**GOAL**. In the data below, take the portion that begins with the line containing "Where can the blue backpack" and ends with the line containing "point(190, 347)", including both of those lines. Render only that portion as a Markdown table with the columns "No." and "Line", numbering each row and omitting blank lines.
[START OF DATA FOR THE TASK]
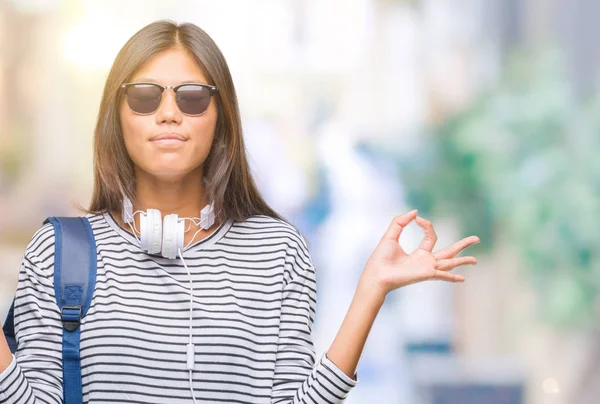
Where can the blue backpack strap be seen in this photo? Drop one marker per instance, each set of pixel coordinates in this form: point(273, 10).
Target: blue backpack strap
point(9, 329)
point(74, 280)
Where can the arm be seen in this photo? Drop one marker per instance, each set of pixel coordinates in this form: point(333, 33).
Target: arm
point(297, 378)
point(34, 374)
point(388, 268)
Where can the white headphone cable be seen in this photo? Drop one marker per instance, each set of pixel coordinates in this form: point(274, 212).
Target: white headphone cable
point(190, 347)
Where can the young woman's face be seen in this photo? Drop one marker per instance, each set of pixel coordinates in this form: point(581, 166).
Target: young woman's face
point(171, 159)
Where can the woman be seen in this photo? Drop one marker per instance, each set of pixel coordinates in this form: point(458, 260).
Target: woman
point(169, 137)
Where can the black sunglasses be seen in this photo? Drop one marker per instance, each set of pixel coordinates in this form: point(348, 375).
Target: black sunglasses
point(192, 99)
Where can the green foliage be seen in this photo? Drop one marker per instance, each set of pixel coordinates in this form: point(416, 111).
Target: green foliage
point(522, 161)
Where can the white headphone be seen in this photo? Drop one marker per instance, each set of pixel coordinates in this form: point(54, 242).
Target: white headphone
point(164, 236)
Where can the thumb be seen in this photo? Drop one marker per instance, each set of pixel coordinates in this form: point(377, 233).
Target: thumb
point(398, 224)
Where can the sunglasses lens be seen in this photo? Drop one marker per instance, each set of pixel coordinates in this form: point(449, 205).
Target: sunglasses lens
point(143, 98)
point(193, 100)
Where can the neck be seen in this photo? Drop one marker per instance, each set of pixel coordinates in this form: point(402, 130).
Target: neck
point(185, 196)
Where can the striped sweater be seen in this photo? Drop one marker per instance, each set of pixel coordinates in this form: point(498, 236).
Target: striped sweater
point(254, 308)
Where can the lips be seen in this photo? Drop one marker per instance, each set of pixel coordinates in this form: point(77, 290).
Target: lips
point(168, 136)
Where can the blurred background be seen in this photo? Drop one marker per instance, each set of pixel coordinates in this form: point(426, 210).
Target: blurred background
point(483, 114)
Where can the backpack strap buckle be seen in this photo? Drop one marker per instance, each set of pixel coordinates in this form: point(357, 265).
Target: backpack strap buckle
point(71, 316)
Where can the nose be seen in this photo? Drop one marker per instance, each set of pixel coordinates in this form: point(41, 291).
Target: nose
[END OF DATA FOR THE TASK]
[START OF DATA FOR THE TASK]
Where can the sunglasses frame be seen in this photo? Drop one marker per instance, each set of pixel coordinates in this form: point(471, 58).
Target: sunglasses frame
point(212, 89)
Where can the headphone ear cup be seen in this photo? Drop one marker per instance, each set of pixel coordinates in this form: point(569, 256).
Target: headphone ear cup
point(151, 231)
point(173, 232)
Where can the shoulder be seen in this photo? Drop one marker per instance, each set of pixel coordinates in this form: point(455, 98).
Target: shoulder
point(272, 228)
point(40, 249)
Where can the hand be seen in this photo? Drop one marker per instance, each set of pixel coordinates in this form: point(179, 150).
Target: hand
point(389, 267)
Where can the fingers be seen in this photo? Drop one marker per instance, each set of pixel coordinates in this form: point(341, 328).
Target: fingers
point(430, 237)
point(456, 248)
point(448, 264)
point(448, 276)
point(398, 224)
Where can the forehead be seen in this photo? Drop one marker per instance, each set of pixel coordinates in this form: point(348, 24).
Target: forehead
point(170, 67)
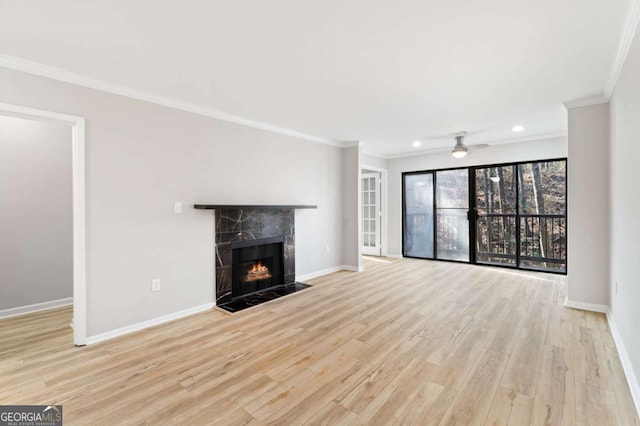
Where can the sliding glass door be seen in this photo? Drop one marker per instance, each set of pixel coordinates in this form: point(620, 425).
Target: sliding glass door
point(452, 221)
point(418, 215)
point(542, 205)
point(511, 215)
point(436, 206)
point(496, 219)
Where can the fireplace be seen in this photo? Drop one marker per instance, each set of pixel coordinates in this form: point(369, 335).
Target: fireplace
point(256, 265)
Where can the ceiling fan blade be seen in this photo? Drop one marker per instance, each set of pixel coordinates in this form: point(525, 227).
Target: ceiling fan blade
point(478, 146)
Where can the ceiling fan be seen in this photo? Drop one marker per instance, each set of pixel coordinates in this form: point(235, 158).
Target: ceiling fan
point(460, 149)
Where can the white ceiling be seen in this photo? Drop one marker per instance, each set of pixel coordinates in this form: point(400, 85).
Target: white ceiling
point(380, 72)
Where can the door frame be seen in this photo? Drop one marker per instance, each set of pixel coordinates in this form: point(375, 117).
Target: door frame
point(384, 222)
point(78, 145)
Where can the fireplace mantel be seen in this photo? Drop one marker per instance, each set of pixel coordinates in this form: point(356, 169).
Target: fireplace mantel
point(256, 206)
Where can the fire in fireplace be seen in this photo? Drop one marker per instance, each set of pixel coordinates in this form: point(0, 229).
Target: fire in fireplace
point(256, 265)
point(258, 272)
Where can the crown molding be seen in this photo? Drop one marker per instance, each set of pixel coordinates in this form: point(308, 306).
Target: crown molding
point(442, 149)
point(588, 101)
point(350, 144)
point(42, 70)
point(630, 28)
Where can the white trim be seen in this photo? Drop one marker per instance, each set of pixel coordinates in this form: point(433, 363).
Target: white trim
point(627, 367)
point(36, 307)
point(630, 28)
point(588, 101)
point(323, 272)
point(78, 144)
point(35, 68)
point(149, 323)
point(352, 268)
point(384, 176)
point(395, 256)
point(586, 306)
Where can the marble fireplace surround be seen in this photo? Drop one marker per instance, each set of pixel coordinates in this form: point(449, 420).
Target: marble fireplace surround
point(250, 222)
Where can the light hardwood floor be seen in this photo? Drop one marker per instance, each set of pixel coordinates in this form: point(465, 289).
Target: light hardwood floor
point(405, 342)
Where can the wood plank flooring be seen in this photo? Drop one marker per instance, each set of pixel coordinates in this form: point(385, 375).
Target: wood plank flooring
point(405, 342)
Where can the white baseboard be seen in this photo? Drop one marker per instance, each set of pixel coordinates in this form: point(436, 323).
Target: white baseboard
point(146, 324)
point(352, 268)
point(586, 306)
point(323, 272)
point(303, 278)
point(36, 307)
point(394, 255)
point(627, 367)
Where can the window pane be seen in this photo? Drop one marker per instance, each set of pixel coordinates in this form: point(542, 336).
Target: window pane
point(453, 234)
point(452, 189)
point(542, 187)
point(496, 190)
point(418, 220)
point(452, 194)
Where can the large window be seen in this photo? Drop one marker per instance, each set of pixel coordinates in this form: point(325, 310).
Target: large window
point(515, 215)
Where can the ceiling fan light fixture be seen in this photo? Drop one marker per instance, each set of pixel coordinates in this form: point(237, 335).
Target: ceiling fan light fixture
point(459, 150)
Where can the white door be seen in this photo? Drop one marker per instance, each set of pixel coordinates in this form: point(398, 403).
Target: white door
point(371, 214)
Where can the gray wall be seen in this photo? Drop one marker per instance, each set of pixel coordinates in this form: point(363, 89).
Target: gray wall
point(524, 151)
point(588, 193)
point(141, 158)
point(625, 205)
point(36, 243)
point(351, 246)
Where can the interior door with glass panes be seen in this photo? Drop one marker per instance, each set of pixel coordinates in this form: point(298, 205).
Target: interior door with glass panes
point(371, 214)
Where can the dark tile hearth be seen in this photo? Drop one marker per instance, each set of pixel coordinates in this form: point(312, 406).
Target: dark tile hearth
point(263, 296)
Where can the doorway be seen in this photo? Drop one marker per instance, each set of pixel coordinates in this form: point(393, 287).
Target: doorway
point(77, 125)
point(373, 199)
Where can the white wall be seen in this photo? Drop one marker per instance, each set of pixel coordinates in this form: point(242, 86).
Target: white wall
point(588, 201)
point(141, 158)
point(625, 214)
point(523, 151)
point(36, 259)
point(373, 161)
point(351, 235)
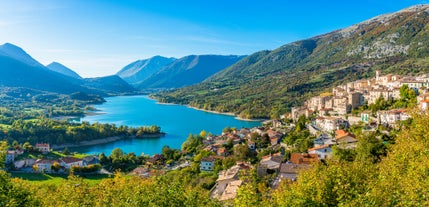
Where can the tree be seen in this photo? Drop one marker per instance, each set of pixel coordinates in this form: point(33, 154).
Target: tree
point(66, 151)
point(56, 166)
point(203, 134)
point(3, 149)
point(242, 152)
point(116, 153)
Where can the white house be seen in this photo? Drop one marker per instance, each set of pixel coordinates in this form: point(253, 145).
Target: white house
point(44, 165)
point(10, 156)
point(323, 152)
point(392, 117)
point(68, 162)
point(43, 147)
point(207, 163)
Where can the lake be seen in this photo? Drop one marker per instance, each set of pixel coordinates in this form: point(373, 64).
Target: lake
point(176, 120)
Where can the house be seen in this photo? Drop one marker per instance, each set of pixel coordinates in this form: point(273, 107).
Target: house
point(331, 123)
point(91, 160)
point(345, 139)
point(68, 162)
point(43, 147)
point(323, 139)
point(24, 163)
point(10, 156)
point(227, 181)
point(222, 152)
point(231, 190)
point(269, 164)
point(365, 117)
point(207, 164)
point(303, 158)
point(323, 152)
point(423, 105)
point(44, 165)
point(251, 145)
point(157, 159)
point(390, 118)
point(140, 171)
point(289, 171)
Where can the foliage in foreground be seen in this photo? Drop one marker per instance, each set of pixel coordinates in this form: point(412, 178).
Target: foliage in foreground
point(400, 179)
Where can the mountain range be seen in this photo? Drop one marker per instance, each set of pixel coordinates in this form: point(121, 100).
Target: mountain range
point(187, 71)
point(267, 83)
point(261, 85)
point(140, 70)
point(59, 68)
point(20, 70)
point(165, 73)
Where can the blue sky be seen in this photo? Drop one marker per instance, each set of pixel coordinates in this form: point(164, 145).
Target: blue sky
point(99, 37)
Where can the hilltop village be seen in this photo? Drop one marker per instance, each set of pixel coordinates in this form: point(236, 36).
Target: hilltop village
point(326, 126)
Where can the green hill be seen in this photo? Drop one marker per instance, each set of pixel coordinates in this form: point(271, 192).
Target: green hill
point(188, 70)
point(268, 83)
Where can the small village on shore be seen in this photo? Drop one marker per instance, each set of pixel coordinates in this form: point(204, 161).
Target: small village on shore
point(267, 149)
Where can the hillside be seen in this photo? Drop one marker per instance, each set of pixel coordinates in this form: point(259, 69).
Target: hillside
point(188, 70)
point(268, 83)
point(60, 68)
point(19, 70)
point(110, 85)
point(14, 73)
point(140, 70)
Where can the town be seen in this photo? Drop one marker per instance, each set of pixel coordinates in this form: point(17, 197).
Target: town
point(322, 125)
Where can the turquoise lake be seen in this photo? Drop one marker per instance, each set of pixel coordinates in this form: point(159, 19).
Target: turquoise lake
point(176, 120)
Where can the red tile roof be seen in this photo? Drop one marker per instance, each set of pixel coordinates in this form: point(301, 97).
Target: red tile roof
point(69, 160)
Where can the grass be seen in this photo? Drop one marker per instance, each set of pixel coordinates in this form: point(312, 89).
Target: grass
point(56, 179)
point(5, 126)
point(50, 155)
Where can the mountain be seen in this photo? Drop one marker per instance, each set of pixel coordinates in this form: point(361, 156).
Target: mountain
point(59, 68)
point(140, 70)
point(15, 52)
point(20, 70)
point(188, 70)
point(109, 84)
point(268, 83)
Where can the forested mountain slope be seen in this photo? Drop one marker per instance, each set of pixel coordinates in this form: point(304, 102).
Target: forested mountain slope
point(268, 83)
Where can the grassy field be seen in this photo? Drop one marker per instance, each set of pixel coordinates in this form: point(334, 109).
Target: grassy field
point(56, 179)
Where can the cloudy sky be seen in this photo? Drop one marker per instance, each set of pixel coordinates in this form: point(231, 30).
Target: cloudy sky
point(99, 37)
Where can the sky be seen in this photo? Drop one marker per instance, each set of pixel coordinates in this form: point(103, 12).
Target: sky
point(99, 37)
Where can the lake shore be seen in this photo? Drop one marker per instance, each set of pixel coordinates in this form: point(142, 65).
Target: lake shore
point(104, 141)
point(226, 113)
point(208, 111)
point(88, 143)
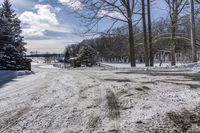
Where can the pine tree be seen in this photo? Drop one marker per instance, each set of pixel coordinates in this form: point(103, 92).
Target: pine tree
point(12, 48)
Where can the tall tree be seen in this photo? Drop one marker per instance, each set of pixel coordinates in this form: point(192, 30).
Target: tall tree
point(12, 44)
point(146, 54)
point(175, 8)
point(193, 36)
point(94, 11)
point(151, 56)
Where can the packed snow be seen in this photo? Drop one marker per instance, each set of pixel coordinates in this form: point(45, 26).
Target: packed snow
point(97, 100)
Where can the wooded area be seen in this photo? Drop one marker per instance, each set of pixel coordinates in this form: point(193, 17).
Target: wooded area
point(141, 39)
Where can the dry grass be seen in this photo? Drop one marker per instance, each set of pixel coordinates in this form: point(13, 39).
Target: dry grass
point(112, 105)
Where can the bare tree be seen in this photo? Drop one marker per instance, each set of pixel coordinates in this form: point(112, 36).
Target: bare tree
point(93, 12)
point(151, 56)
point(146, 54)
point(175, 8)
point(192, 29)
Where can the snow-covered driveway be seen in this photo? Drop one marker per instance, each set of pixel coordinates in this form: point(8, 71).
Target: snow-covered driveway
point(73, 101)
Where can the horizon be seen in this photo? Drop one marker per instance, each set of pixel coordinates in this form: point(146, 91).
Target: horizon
[END OF DATA FOR THE TASK]
[START OF DATA FOR THE TASK]
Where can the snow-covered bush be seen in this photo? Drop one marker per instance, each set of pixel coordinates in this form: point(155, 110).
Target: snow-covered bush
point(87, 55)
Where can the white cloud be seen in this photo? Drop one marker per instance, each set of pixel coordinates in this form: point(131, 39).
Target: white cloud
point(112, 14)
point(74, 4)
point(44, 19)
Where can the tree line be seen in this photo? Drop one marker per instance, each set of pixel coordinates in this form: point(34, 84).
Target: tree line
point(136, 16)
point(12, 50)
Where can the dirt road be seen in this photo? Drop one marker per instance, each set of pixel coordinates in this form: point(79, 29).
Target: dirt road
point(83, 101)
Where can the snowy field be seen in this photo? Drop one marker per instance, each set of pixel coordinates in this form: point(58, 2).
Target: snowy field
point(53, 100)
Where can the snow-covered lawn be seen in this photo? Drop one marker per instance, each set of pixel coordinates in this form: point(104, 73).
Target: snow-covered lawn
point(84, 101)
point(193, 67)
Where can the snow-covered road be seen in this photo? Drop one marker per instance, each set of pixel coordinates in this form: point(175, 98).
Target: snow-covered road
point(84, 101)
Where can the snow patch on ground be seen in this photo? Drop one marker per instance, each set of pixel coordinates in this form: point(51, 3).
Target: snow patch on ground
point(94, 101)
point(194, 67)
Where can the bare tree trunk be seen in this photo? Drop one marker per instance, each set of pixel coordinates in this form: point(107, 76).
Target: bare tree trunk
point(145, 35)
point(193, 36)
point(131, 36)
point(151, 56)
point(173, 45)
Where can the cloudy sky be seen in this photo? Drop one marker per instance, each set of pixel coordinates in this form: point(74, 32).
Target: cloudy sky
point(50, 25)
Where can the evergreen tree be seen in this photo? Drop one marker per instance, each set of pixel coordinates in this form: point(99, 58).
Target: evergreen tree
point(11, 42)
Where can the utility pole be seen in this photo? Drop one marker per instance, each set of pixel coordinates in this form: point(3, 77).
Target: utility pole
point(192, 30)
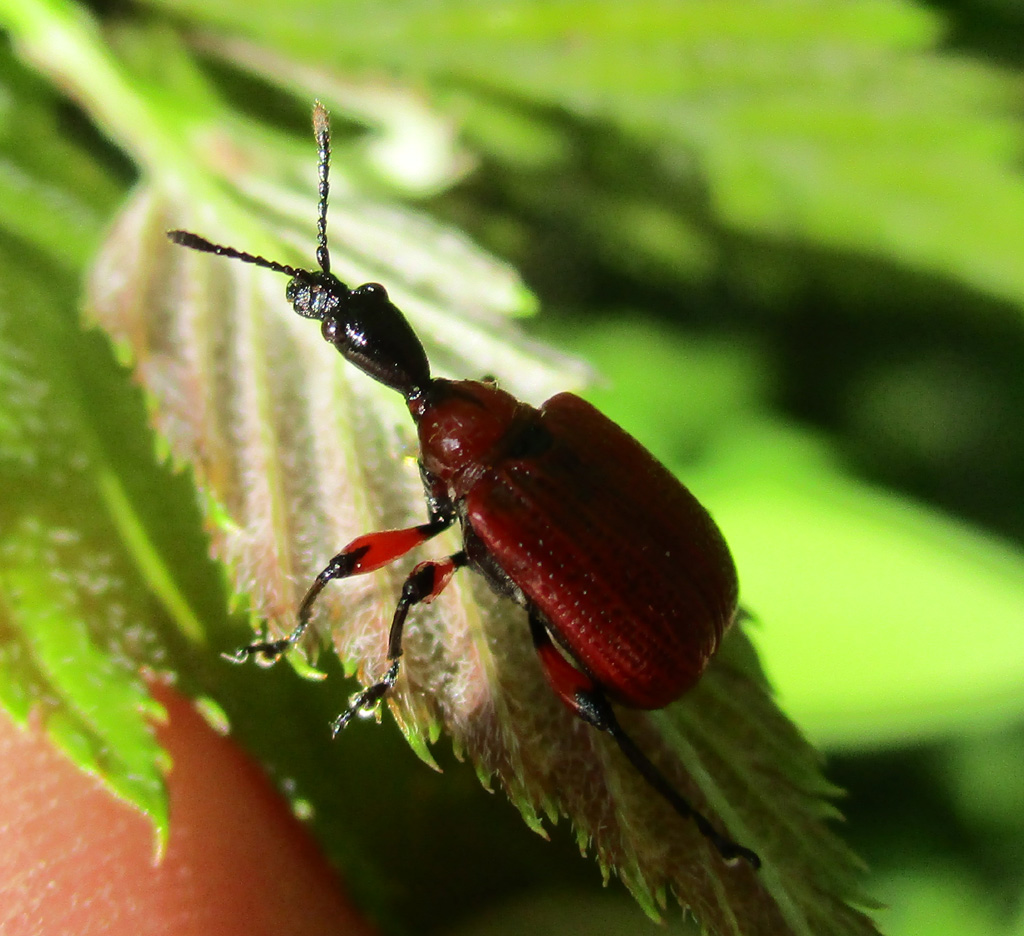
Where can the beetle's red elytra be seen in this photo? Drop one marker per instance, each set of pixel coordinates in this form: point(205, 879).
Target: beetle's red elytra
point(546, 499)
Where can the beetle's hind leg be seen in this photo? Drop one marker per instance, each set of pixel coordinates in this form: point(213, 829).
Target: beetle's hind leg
[END OF DATA FOR THE TASK]
**WRITTEN SOLUTION**.
| No. | Line |
|---|---|
| 1 | Where can the blue backpack strap be seen in this photo? Drop one marker per instance, each set of pixel coordinates in this form: point(273, 10). |
| 2 | Target: blue backpack strap |
| 3 | point(9, 329) |
| 4 | point(74, 280) |
| 5 | Where can the arm be seen in this photo? Drop one marker per instance, each set of pixel coordinates in this form: point(333, 33). |
| 6 | Target: arm |
| 7 | point(297, 378) |
| 8 | point(34, 374) |
| 9 | point(388, 268) |
| 10 | Where can the white headphone cable be seen in this photo? Drop one marker per instance, each set of pixel coordinates in this form: point(274, 212). |
| 11 | Target: white headphone cable |
| 12 | point(190, 347) |